The county franchise, from 1430, was held by the adult male owners of freehold land valued at 40 shillings or more. Each elector had as many votes as there were seats to be filled. Votes had to be cast by a spoken declaration, in public, at the hustings, which took place in the town of Alnwick. The expense and difficulty of voting at only one location in the county, together with the lack of a secret ballot contributed to the corruption and intimidation of electors, which was widespread in the unreformed British political system.

The expense, to candidates, of contested elections encouraged the leading families of the county to agree on the candidates to be returned unopposed whenever possible. Contested county elections were therefore unusual. The Tory Percys, led by the Duke of Northumberland, shared the county representation with the Whig Grey Family.

Location identification items

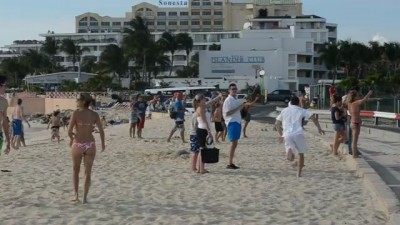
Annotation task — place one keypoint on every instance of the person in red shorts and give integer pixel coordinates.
(140, 106)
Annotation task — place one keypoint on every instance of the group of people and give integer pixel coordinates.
(340, 119)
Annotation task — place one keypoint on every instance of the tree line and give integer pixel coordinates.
(368, 66)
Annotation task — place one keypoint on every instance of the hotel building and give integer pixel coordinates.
(242, 27)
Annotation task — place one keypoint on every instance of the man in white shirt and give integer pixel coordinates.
(292, 133)
(231, 112)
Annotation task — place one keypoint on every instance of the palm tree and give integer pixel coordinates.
(330, 56)
(73, 50)
(137, 43)
(186, 43)
(50, 47)
(169, 43)
(112, 60)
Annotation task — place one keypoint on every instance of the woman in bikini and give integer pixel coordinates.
(354, 108)
(82, 142)
(55, 123)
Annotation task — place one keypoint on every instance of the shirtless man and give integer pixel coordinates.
(354, 108)
(4, 127)
(17, 118)
(55, 123)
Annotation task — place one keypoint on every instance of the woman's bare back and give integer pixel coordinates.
(84, 122)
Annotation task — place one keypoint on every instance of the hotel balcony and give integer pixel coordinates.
(320, 68)
(305, 66)
(179, 63)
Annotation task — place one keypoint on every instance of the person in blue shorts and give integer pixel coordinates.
(231, 112)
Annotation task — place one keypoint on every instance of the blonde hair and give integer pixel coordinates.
(196, 100)
(352, 96)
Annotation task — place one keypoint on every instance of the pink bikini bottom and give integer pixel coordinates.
(85, 147)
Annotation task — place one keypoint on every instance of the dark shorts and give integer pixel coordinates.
(141, 122)
(180, 125)
(234, 130)
(339, 127)
(17, 127)
(194, 144)
(202, 137)
(247, 118)
(219, 127)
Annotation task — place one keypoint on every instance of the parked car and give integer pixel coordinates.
(280, 96)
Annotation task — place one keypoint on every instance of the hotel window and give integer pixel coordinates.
(195, 13)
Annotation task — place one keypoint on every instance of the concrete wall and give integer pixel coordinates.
(41, 105)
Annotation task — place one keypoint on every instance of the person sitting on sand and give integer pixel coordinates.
(292, 133)
(17, 118)
(82, 142)
(55, 123)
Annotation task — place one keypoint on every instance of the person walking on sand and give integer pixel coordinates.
(231, 112)
(4, 125)
(179, 109)
(140, 107)
(55, 123)
(217, 119)
(133, 118)
(82, 142)
(354, 108)
(203, 124)
(245, 114)
(17, 118)
(292, 133)
(338, 117)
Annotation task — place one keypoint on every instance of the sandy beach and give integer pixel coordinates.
(145, 182)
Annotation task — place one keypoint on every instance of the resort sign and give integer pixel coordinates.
(173, 3)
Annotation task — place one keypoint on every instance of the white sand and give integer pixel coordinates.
(143, 182)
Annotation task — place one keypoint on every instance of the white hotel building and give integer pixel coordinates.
(287, 40)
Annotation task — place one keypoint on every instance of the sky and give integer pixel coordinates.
(358, 20)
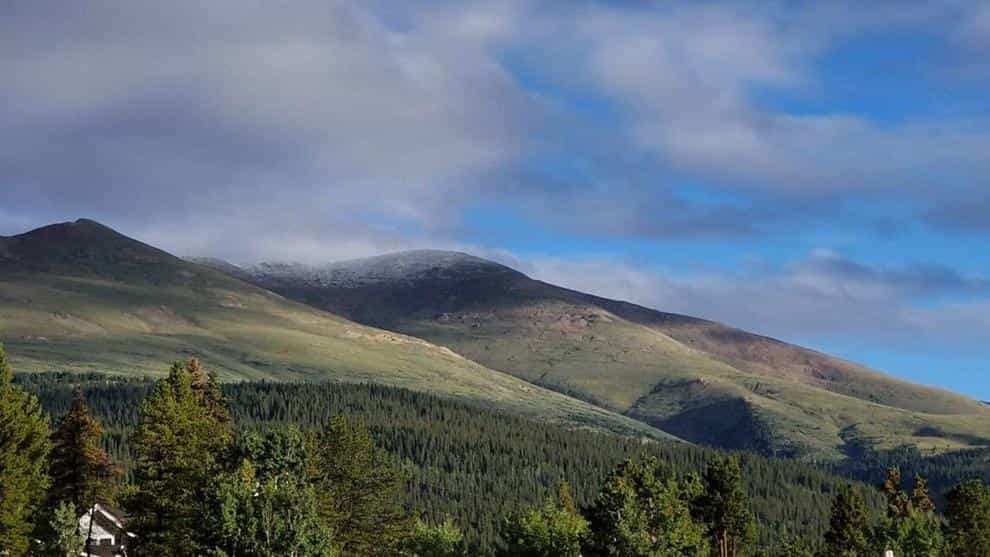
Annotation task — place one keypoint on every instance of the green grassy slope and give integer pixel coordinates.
(700, 380)
(78, 296)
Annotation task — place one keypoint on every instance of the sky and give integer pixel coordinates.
(811, 171)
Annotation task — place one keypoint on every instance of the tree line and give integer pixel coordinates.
(202, 481)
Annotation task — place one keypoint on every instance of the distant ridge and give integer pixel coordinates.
(79, 296)
(698, 379)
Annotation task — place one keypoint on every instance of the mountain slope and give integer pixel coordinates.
(80, 296)
(701, 380)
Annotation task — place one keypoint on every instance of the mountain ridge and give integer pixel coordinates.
(662, 368)
(80, 296)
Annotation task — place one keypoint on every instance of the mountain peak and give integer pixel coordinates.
(404, 266)
(83, 246)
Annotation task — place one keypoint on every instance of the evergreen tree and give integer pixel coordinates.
(81, 471)
(274, 516)
(968, 513)
(792, 547)
(724, 509)
(443, 540)
(24, 447)
(848, 527)
(921, 500)
(180, 445)
(911, 528)
(643, 511)
(555, 529)
(360, 490)
(898, 503)
(66, 539)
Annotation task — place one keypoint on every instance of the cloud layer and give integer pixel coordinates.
(318, 130)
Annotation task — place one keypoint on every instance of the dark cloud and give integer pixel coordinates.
(327, 128)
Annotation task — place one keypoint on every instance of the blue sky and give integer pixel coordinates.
(804, 170)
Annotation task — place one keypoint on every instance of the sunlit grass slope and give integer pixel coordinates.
(700, 380)
(80, 297)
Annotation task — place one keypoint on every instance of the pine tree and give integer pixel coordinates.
(66, 539)
(360, 490)
(968, 513)
(848, 526)
(555, 529)
(442, 540)
(643, 511)
(910, 528)
(921, 500)
(724, 508)
(180, 445)
(81, 471)
(24, 447)
(898, 503)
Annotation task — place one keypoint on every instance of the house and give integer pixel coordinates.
(107, 535)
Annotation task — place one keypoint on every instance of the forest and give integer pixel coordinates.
(203, 468)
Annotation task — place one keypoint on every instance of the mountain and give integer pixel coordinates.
(79, 296)
(702, 381)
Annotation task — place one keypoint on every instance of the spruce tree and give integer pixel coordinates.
(968, 513)
(24, 447)
(644, 511)
(360, 490)
(848, 526)
(180, 445)
(81, 471)
(66, 539)
(555, 529)
(724, 508)
(442, 540)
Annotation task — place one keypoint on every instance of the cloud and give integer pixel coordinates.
(321, 129)
(302, 114)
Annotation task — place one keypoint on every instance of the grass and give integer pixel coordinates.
(91, 323)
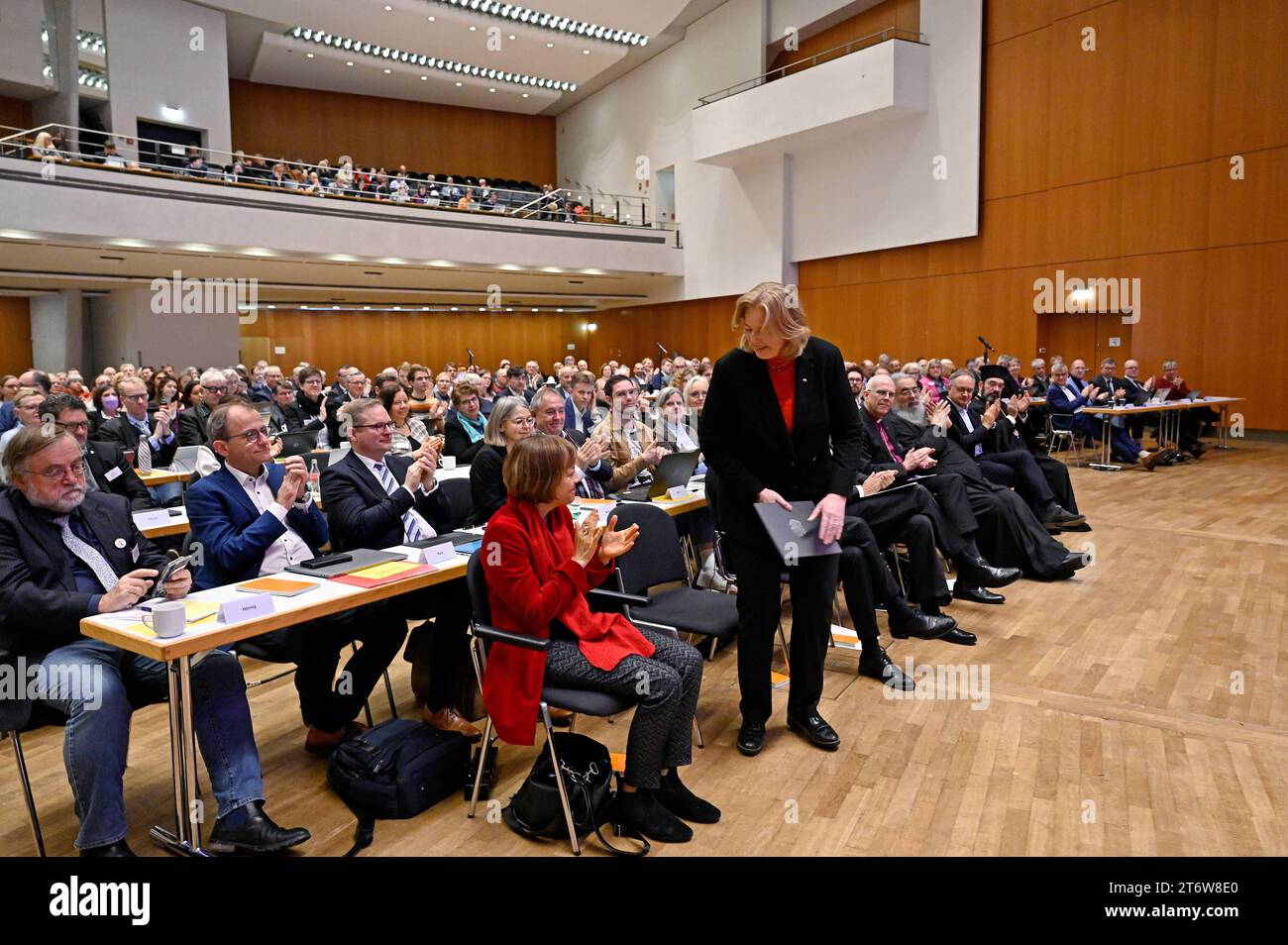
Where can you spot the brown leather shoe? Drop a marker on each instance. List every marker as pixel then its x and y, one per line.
pixel 322 743
pixel 449 718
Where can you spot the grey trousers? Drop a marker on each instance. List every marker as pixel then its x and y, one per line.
pixel 665 685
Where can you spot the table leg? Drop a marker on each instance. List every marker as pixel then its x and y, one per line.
pixel 185 838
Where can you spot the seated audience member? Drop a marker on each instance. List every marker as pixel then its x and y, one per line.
pixel 106 468
pixel 192 422
pixel 377 499
pixel 1008 531
pixel 467 426
pixel 631 446
pixel 410 434
pixel 1003 460
pixel 65 554
pixel 26 411
pixel 253 518
pixel 537 586
pixel 510 422
pixel 592 468
pixel 134 425
pixel 580 412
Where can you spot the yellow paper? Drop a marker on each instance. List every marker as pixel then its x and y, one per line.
pixel 387 570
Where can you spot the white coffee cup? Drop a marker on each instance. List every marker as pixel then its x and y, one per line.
pixel 167 618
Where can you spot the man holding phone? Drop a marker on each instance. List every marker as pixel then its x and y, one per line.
pixel 65 554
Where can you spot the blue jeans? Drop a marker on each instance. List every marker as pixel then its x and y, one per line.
pixel 98 686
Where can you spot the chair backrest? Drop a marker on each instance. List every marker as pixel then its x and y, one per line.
pixel 460 497
pixel 656 558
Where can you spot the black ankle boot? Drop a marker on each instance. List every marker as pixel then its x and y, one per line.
pixel 684 803
pixel 640 811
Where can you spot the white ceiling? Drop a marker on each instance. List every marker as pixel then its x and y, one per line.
pixel 261 52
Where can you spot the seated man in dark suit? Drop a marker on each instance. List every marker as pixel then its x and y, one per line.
pixel 65 554
pixel 136 424
pixel 1009 532
pixel 1001 455
pixel 256 516
pixel 106 469
pixel 192 421
pixel 377 501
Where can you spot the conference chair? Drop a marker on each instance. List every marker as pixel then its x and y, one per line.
pixel 578 700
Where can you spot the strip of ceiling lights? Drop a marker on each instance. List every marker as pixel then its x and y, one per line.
pixel 376 51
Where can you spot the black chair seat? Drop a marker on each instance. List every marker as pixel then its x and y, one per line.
pixel 694 612
pixel 585 702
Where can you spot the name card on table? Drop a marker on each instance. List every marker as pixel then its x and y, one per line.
pixel 246 608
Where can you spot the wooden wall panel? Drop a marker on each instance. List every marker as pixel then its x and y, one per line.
pixel 16 331
pixel 309 124
pixel 14 112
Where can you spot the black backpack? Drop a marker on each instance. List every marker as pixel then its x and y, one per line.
pixel 395 770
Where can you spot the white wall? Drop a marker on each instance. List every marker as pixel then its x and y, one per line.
pixel 21 58
pixel 151 63
pixel 729 220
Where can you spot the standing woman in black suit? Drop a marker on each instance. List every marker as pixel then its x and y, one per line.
pixel 780 425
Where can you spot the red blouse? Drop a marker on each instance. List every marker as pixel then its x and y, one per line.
pixel 782 372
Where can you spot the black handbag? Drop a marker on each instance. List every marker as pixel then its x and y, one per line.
pixel 588 770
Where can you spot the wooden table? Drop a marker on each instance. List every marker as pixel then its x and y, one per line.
pixel 1168 422
pixel 176 653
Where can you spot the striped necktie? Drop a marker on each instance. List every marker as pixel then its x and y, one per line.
pixel 88 554
pixel 411 531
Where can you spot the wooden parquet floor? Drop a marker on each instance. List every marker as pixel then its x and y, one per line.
pixel 1137 709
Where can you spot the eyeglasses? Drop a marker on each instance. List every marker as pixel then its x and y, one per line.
pixel 253 435
pixel 55 472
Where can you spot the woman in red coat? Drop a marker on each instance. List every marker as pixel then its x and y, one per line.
pixel 539 568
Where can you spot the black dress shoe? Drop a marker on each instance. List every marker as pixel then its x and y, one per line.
pixel 921 626
pixel 980 574
pixel 751 738
pixel 881 667
pixel 818 731
pixel 1061 518
pixel 119 849
pixel 977 595
pixel 256 834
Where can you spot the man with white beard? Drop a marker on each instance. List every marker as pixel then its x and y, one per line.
pixel 1009 532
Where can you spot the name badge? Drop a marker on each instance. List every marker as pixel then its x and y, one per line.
pixel 245 608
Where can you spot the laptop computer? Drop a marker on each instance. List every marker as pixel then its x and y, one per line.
pixel 299 442
pixel 674 471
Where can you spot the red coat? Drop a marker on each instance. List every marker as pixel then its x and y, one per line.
pixel 531 582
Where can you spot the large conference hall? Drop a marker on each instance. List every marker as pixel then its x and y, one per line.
pixel 700 428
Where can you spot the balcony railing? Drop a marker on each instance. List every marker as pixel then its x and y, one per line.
pixel 810 62
pixel 322 180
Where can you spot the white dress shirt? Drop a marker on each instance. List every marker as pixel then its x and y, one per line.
pixel 288 548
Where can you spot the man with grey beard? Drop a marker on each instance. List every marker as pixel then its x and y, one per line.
pixel 1009 532
pixel 65 554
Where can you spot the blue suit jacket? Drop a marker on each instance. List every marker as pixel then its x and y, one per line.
pixel 233 536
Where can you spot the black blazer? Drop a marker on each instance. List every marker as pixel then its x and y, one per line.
pixel 747 446
pixel 487 486
pixel 38 589
pixel 102 460
pixel 459 441
pixel 362 515
pixel 192 426
pixel 125 434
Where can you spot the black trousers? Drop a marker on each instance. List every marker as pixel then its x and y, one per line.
pixel 1019 471
pixel 314 647
pixel 439 652
pixel 812 586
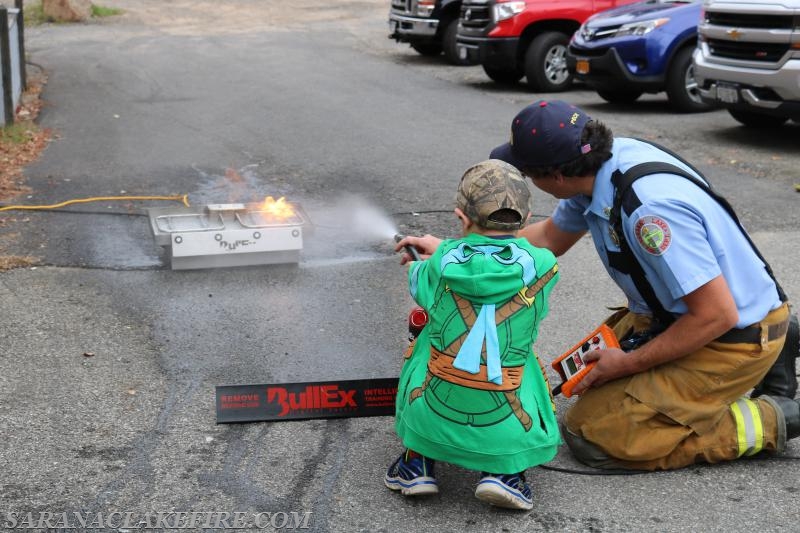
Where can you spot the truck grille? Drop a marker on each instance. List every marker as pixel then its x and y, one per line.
pixel 747 51
pixel 475 16
pixel 741 20
pixel 595 34
pixel 402 6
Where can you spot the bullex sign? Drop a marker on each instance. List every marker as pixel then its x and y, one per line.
pixel 301 401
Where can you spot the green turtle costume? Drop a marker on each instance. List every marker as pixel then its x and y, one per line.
pixel 471 390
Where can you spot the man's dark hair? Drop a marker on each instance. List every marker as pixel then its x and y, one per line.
pixel 595 134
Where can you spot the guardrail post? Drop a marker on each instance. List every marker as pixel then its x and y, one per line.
pixel 5 58
pixel 23 78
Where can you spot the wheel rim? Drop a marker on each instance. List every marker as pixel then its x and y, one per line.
pixel 555 64
pixel 690 86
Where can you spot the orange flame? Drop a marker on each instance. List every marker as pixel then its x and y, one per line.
pixel 277 208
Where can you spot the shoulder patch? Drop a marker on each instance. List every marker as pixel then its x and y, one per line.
pixel 653 234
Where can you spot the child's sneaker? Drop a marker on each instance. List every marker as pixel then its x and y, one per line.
pixel 412 476
pixel 505 490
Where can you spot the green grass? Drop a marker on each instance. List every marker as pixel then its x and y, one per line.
pixel 101 11
pixel 17 133
pixel 33 13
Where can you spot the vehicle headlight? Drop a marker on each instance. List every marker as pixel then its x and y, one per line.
pixel 506 10
pixel 640 28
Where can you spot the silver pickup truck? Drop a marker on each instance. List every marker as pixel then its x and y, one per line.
pixel 748 59
pixel 429 26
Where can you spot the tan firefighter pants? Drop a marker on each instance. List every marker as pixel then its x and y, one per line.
pixel 678 413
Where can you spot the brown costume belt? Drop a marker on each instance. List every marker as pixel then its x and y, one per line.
pixel 441 366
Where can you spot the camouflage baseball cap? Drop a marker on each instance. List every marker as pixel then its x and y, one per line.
pixel 490 186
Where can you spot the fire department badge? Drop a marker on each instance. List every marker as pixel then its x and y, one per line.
pixel 653 234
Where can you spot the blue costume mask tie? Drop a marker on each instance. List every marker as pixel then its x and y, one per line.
pixel 469 355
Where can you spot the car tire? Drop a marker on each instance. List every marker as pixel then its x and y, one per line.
pixel 682 85
pixel 506 76
pixel 449 44
pixel 756 120
pixel 427 49
pixel 619 96
pixel 546 63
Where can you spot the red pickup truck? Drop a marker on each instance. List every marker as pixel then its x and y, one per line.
pixel 516 38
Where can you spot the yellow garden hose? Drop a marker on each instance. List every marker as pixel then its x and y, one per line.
pixel 181 198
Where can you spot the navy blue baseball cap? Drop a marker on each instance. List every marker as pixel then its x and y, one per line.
pixel 546 133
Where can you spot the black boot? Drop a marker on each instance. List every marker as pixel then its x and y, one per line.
pixel 790 409
pixel 781 380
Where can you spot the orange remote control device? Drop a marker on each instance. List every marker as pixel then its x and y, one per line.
pixel 571 366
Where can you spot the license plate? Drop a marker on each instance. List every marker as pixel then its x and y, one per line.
pixel 727 93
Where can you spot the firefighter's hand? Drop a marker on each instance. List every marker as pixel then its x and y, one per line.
pixel 610 364
pixel 425 245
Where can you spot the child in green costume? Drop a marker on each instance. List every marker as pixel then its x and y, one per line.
pixel 471 391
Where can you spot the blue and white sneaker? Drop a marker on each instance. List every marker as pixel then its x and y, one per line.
pixel 505 490
pixel 412 477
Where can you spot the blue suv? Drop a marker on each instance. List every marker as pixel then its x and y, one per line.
pixel 639 48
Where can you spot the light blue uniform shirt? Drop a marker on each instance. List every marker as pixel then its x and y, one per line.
pixel 680 235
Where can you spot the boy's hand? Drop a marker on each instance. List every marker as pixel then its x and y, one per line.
pixel 425 245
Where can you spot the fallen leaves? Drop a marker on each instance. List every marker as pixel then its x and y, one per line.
pixel 22 142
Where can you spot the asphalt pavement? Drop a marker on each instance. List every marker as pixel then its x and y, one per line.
pixel 110 359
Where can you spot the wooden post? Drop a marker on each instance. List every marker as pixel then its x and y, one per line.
pixel 23 78
pixel 5 58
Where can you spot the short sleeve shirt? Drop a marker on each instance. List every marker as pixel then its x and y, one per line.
pixel 679 234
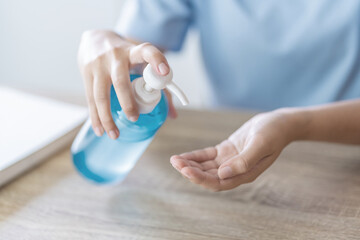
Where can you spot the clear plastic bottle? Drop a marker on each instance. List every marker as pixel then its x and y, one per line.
pixel 103 160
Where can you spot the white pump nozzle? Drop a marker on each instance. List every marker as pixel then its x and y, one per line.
pixel 159 82
pixel 147 89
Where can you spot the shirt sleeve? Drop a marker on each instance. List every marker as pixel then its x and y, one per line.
pixel 163 23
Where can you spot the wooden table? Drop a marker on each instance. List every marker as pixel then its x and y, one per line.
pixel 311 192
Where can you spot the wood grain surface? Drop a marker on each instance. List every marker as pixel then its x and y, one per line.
pixel 311 192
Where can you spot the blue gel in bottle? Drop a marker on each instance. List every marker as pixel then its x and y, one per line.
pixel 103 160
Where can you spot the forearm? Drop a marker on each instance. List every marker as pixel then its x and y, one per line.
pixel 337 122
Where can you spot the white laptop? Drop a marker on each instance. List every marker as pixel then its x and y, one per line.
pixel 32 128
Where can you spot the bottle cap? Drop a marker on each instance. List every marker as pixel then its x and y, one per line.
pixel 147 89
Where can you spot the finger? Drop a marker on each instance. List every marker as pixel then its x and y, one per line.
pixel 252 175
pixel 122 85
pixel 172 109
pixel 95 120
pixel 146 52
pixel 102 101
pixel 201 155
pixel 245 160
pixel 205 179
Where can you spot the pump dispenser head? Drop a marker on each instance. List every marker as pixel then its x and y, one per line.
pixel 147 89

WHAT THIS EXERCISE ASKS →
(1) In the text on the county franchise, where did the hustings take place?
(2) Transcribe the county franchise text between "The county franchise, from" and "Whig Grey Family.", inclusive.
(3) Go on with the text on the county franchise and its elections from its last sentence.

TASK-BY-TASK RESULTS →
(1) In the town of Alnwick.

(2)
The county franchise, from 1430, was held by the adult male owners of freehold land valued at 40 shillings or more. Each elector had as many votes as there were seats to be filled. Votes had to be cast by a spoken declaration, in public, at the hustings, which took place in the town of Alnwick. The expense and difficulty of voting at only one location in the county, together with the lack of a secret ballot contributed to the corruption and intimidation of electors, which was widespread in the unreformed British political system.

The expense, to candidates, of contested elections encouraged the leading families of the county to agree on the candidates to be returned unopposed whenever possible. Contested county elections were therefore unusual. The Tory Percys, led by the Duke of Northumberland, shared the county representation with the Whig Grey Family.

(3)
==See also==

- History of parliamentary constituencies and boundaries in Northumberland
- List of former United Kingdom Parliament constituencies
- Unreformed House of Commons

==Sources==

- Robert Beatson, A Chronological Register of Both Houses of Parliament (London: Longman, Hurst, Res & Orme, 1807)
- D Brunton & D H Pennington, Members of the Long Parliament (London: George Allen & Unwin, 1954)
- Cobbett's Parliamentary history of England, from the Norman Conquest in 1066 to the year 1803 (London: Thomas Hansard, 1808)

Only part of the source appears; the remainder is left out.